* [Direction] Put every line of the records into a numbered list, skipping any blank lines. Leave the pictures out of your answer.

* [Detection examples]
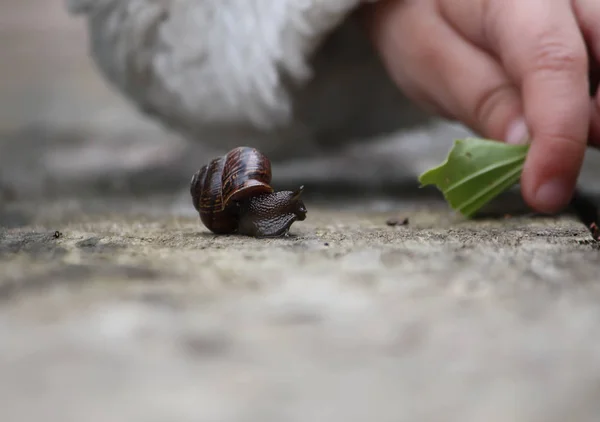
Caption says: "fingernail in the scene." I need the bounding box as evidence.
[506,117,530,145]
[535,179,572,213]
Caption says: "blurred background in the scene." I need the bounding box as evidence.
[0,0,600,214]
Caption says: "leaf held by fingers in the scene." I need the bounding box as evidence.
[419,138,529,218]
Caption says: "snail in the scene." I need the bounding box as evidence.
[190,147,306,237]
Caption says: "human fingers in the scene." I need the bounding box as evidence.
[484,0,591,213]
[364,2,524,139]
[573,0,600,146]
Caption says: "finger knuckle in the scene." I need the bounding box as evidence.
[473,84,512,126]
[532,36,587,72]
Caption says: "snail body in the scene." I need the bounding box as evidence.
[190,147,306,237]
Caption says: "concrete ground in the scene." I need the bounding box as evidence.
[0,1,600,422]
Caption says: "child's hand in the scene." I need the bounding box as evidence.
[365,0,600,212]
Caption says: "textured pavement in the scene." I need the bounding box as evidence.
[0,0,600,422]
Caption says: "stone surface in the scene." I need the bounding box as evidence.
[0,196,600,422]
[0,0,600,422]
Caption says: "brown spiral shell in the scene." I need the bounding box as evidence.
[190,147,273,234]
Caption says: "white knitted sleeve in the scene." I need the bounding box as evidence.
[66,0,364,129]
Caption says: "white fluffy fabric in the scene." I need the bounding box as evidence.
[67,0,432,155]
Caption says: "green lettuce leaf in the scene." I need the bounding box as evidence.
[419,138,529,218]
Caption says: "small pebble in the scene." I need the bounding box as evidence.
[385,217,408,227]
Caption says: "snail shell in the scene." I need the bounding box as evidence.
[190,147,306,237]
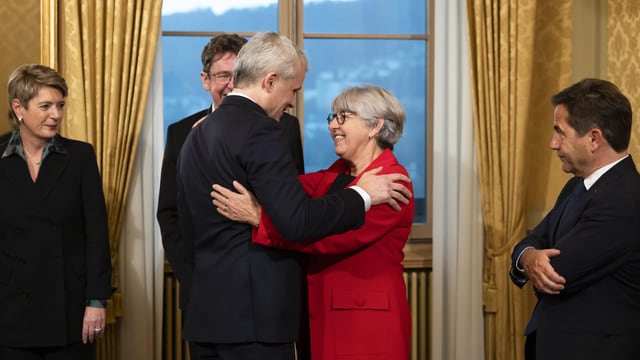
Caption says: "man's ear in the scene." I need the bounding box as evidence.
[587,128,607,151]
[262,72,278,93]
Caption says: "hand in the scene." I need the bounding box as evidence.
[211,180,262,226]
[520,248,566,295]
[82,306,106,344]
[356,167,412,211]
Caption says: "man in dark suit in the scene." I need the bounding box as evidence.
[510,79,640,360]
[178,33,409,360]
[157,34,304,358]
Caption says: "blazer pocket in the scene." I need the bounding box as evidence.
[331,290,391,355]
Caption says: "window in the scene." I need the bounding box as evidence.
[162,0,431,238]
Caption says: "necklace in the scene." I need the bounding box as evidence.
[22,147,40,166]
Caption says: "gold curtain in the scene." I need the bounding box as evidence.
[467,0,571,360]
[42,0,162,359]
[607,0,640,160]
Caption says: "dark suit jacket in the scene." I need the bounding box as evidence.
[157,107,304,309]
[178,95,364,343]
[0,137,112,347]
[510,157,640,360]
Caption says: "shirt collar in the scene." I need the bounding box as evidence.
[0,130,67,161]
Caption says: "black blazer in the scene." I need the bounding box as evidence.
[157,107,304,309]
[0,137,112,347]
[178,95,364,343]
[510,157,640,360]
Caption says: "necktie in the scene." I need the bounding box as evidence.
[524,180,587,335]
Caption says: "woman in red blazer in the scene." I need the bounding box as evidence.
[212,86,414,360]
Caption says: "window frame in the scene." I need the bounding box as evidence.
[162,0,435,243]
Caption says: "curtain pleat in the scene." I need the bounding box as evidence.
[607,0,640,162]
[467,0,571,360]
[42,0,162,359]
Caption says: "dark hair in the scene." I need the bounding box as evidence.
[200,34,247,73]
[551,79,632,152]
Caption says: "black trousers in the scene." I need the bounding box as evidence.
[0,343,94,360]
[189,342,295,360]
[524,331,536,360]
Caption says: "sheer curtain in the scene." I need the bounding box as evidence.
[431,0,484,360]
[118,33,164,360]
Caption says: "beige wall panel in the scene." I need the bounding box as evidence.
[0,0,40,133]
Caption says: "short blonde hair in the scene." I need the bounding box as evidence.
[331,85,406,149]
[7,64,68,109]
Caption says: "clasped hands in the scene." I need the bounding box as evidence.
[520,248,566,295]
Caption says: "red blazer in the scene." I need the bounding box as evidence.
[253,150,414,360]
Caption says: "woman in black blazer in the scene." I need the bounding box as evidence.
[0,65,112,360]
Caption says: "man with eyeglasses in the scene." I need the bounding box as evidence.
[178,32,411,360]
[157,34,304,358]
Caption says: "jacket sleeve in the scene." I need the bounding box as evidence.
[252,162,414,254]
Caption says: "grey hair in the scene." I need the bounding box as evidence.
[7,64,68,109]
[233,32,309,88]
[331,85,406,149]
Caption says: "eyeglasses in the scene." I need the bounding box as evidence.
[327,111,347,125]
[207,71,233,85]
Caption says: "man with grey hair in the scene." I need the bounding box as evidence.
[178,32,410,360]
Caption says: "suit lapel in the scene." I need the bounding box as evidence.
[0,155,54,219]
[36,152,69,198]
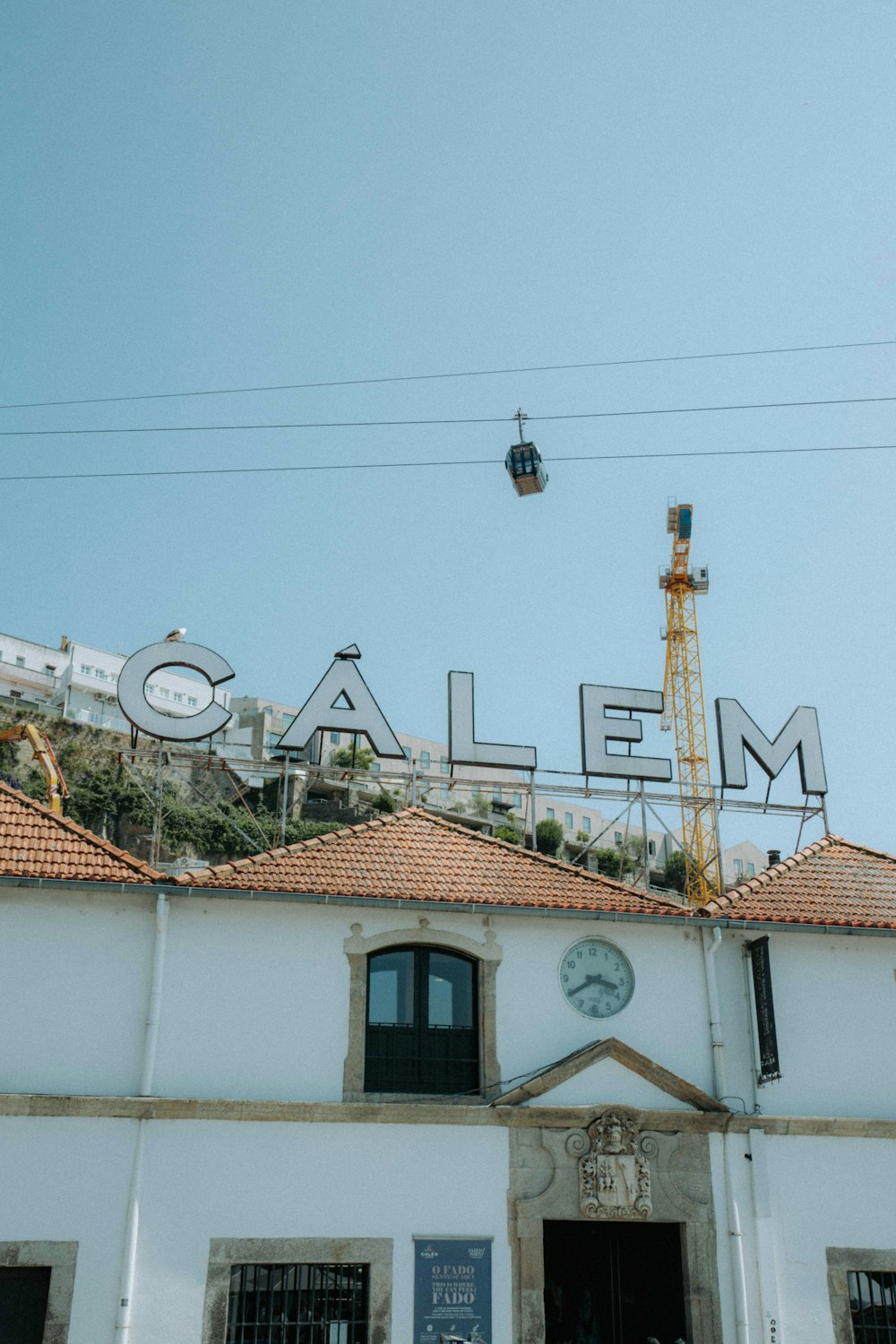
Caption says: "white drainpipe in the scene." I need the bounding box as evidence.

* [Task solution]
1. Caption says: "fingernail in the scene." I need the bounding box as evidence.
2. [506,117,530,145]
3. [535,179,572,213]
4. Caption says: "blurred background in the scene." I need the bounding box as evidence.
5. [0,0,600,214]
6. Caption says: "leaf held by fingers in the scene." I need the bounding box as evidence.
7. [419,138,529,218]
8. Caption says: "snail in the scene." I need the bounding box as evidence.
9. [190,147,306,237]
10. Caption says: "human fingers in the scene." I need the bounding box as evidence.
11. [484,0,591,213]
12. [364,2,524,139]
13. [573,0,600,146]
14. Caption says: "finger knuckle in the scene." I need the bounding box as evidence.
15. [473,84,512,126]
16. [532,36,587,72]
17. Caption says: "snail body in the scene." I need the bounding box as evidence.
18. [190,147,306,237]
19. Caption says: "concrete ground in the scene." I need the bounding box as evidence.
20. [0,1,600,422]
21. Caption says: "child's hand in the scene." I need the bounding box as evidence.
22. [365,0,600,212]
23. Caption says: "textured pavement in the scene." I need the bounding box as evidence.
24. [0,0,600,422]
25. Caption says: "stone surface in the scene." I need the bounding box as evidence.
26. [0,196,600,422]
27. [0,0,600,422]
28. Caption says: "brown spiral shell in the scene." I need the bounding box as evidence.
29. [190,147,273,234]
30. Caption says: "white knitted sleeve in the scene." I need the bounding box as evidence.
31. [66,0,364,129]
32. Caption says: "white fluffy fabric in the scene." I need the bounding box as evidence.
33. [67,0,432,155]
34. Caption says: "green lettuce leaf in the scene." I need the bounding box as evidence.
35. [419,138,529,218]
36. Caption says: "small pebble in the scene." I need the bounding box as evidence.
37. [385,217,408,227]
38. Caption says: "snail shell in the scene." I need the bounding box as evidence.
39. [190,147,306,237]
40. Caption says: "man's ear in the scene." I need the bounding box as evidence.
41. [587,128,607,151]
42. [262,72,278,93]
43. Caption says: "hand in the scene." I need the bounding box as evidence.
44. [211,180,262,226]
45. [520,248,566,295]
46. [82,306,106,344]
47. [356,167,412,211]
48. Caption says: "man in dark suit in the scene." I need the bounding box as evidence.
49. [510,79,640,360]
50. [178,33,409,360]
51. [157,34,304,358]
52. Caption says: "blazer pocket in the scene." I need the bounding box as evidence.
53. [331,290,391,355]
54. Caption says: "window in the scene." I need the bounding box as evidence.
55. [162,0,431,238]
56. Caption says: "necklace in the scene." I need the bounding box as evidence.
57. [22,147,40,166]
58. Caption says: "gold curtain in the scene." I need the bounding box as evidence.
59. [467,0,571,360]
60. [42,0,162,359]
61. [607,0,640,160]
62. Caption says: "dark suit jacket in the scene." I need the bounding box as evidence.
63. [157,107,304,309]
64. [178,95,364,343]
65. [0,137,112,347]
66. [510,157,640,360]
67. Caption says: "shirt collar in the scene." I need the bounding box as evidence.
68. [0,130,67,161]
69. Caption says: "black blazer in the scene." I need the bounding box as evidence.
70. [157,107,304,309]
71. [0,137,112,347]
72. [178,95,364,343]
73. [510,157,640,360]
74. Caption says: "necktie in the scene." I need the bounding box as evidence.
75. [524,180,587,335]
76. Caption says: "woman in red blazer in the scene." I need the bounding box as evidence.
77. [212,86,414,360]
78. Caption says: "window frame in the scene." I need the bounding box as evidence.
79. [162,0,435,243]
80. Caption says: "curtain pleat in the scene." I need the bounding box as evidence.
81. [607,0,640,162]
82. [467,0,571,360]
83. [42,0,162,359]
84. Caption says: "dark hair in the scene." I need the bounding box as evidence.
85. [200,34,247,73]
86. [551,79,632,152]
87. Caption says: "black trousers in the scene." I need the bounding box as evidence.
88. [0,343,94,360]
89. [189,342,295,360]
90. [524,331,536,360]
91. Caption says: "sheer curtain in the scene." I need the bounding box as evidence.
92. [431,0,484,360]
93. [118,33,164,360]
94. Caption says: "beige wall panel in the scene." I need the bounding box as evidence.
95. [0,0,40,133]
96. Caption says: "short blonde hair in the scene." I need the bounding box as evidence.
97. [331,85,406,149]
98. [7,64,68,109]
99. Caption says: "clasped hands in the scene." I need the bounding box as evidence.
100. [520,248,566,295]
101. Caption says: "red blazer in the scene." I need the bounding box as evidence.
102. [253,150,414,360]
103. Caption says: "woman in black blazer in the scene." I need the bounding box as evidence.
104. [0,65,112,360]
105. Caption says: "man with eyeglasses in the scene." I need the bounding box as evidence.
106. [178,32,411,360]
107. [157,34,304,358]
108. Caption says: "jacket sleeve in the scene." I need the bounding box as evidence.
109. [252,162,414,254]
110. Caption says: "grey hair in the scene." I need the bounding box as evidence.
111. [7,64,68,109]
112. [233,32,309,88]
113. [331,85,406,149]
114. Caption says: "eyeglasses in the scene." I need the bounding box as evidence.
115. [327,111,347,125]
116. [207,71,233,85]
117. Caption says: "man with grey hair in the scene." I need the bounding box as evidence.
118. [178,32,410,360]
119. Caption says: "suit lapel in the scene." I need the bounding box as evidence.
120. [0,155,54,219]
121. [36,152,69,198]
122. Caption says: "white drainpipe in the scene." I need the bounding box as evidence.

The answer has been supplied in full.